>> START Data to process

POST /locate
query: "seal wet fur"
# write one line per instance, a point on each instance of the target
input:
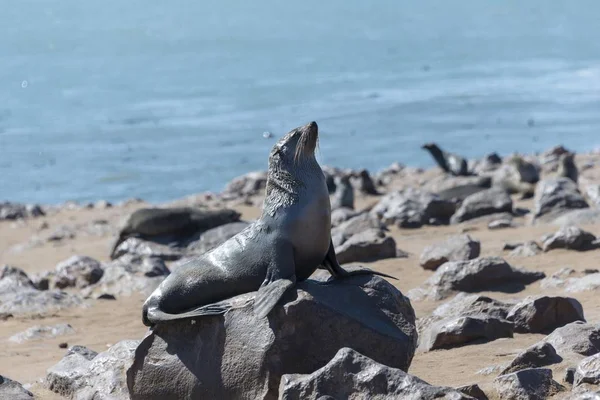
(286, 244)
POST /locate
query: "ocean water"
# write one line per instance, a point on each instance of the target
(114, 99)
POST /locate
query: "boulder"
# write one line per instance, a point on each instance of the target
(487, 202)
(128, 275)
(370, 245)
(570, 237)
(81, 375)
(240, 356)
(544, 313)
(577, 337)
(539, 355)
(455, 248)
(413, 208)
(350, 375)
(480, 274)
(554, 197)
(12, 390)
(42, 332)
(527, 384)
(215, 237)
(459, 331)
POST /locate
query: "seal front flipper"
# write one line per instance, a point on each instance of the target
(336, 270)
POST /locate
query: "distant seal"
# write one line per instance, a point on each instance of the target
(147, 223)
(286, 244)
(567, 167)
(344, 193)
(450, 163)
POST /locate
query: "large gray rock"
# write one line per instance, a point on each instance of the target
(128, 275)
(455, 248)
(480, 274)
(588, 371)
(527, 384)
(539, 355)
(83, 376)
(577, 337)
(544, 313)
(370, 245)
(12, 390)
(42, 332)
(240, 356)
(554, 197)
(459, 331)
(487, 202)
(350, 375)
(215, 237)
(570, 237)
(413, 208)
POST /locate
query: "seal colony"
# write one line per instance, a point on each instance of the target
(290, 240)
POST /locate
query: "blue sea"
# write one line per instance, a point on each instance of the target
(155, 99)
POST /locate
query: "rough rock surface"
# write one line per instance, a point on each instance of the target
(554, 197)
(350, 375)
(215, 237)
(488, 273)
(12, 390)
(527, 384)
(413, 208)
(544, 313)
(539, 355)
(370, 245)
(577, 337)
(490, 201)
(240, 356)
(81, 375)
(42, 332)
(458, 331)
(569, 237)
(455, 248)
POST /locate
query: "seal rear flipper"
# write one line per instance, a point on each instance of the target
(270, 294)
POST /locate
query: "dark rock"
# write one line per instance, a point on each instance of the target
(459, 331)
(344, 194)
(527, 384)
(577, 337)
(588, 371)
(569, 237)
(539, 355)
(413, 208)
(489, 273)
(350, 375)
(527, 249)
(370, 245)
(554, 197)
(490, 201)
(240, 356)
(42, 332)
(215, 237)
(455, 248)
(102, 377)
(12, 390)
(128, 275)
(474, 391)
(544, 314)
(77, 271)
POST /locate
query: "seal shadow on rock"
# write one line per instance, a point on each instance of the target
(290, 240)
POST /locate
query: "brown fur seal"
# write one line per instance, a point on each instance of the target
(450, 163)
(290, 240)
(148, 223)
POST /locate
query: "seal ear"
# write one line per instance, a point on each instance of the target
(270, 294)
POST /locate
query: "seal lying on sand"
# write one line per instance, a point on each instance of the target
(290, 240)
(450, 163)
(147, 223)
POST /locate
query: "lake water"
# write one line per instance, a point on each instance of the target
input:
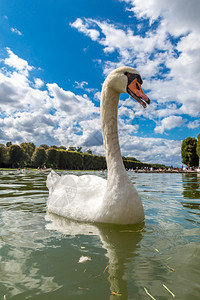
(40, 253)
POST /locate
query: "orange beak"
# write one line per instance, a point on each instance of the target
(135, 90)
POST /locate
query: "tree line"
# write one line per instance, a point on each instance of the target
(190, 151)
(27, 155)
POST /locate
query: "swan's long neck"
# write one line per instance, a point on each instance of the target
(109, 114)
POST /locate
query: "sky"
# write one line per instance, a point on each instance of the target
(55, 55)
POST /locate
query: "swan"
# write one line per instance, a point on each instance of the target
(91, 198)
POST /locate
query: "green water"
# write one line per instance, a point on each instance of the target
(39, 253)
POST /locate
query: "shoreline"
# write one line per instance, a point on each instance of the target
(176, 171)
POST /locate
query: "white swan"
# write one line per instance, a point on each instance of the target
(92, 198)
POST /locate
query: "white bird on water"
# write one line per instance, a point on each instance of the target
(91, 198)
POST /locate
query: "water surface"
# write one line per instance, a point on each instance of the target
(39, 252)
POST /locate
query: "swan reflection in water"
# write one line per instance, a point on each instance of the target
(120, 243)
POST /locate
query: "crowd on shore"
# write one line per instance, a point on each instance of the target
(168, 170)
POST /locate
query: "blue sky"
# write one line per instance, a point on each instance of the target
(55, 55)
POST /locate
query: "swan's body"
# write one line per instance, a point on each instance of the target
(92, 198)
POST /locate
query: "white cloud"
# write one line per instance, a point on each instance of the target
(84, 28)
(157, 50)
(194, 124)
(38, 83)
(17, 63)
(74, 119)
(15, 30)
(169, 123)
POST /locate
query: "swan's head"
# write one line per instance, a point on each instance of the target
(128, 80)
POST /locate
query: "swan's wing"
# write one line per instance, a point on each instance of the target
(76, 197)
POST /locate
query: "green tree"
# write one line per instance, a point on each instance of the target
(188, 152)
(28, 148)
(44, 146)
(38, 157)
(198, 145)
(8, 144)
(89, 151)
(2, 154)
(16, 155)
(72, 149)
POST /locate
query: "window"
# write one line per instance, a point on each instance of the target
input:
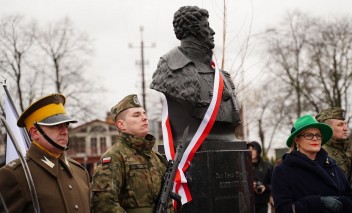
(103, 147)
(93, 146)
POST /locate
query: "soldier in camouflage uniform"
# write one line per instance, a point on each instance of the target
(129, 175)
(338, 147)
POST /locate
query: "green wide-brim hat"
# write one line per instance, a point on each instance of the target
(307, 121)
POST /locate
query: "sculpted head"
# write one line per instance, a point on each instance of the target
(192, 22)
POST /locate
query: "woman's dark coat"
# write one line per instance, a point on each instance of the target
(299, 182)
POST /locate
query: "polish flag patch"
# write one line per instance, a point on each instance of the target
(106, 160)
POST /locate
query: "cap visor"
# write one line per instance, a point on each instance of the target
(56, 119)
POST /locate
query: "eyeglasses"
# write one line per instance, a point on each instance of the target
(310, 136)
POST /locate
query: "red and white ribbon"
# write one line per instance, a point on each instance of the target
(180, 186)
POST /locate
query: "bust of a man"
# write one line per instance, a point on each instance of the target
(185, 75)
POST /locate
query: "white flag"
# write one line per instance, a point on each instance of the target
(11, 118)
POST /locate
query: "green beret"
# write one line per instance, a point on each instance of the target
(127, 102)
(331, 113)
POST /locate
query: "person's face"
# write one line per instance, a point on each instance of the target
(339, 128)
(134, 122)
(308, 146)
(254, 153)
(206, 33)
(58, 133)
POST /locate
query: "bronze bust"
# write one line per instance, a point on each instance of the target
(185, 76)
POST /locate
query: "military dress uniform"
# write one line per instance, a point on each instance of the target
(58, 190)
(339, 150)
(61, 184)
(128, 177)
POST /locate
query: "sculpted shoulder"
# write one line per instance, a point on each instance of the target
(13, 165)
(175, 59)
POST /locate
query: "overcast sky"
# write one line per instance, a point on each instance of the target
(114, 24)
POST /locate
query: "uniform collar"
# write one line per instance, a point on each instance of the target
(142, 145)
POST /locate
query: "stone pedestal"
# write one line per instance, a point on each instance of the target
(220, 179)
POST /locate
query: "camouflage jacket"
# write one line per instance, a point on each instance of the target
(128, 177)
(341, 152)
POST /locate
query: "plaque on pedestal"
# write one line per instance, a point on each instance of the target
(221, 180)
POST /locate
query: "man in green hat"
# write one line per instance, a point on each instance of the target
(338, 147)
(129, 175)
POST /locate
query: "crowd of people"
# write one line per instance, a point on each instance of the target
(313, 176)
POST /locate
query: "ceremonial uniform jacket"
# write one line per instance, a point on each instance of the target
(298, 182)
(341, 152)
(62, 185)
(128, 177)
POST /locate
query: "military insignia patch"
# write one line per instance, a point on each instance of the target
(106, 160)
(135, 100)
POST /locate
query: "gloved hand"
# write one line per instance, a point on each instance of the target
(331, 204)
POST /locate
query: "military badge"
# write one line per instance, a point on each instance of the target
(106, 160)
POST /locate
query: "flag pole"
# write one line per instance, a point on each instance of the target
(25, 135)
(23, 132)
(26, 170)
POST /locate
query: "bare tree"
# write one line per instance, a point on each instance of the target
(67, 52)
(48, 59)
(16, 41)
(310, 69)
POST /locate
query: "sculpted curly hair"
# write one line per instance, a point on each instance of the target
(186, 18)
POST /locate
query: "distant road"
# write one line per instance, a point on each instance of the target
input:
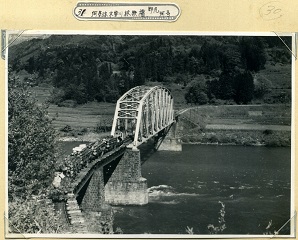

>> END Data to process

Objective » Extract every line of the items above that contains the string "head", matching case exactly.

Final result »
query: "swan's head"
query: "sculpted head"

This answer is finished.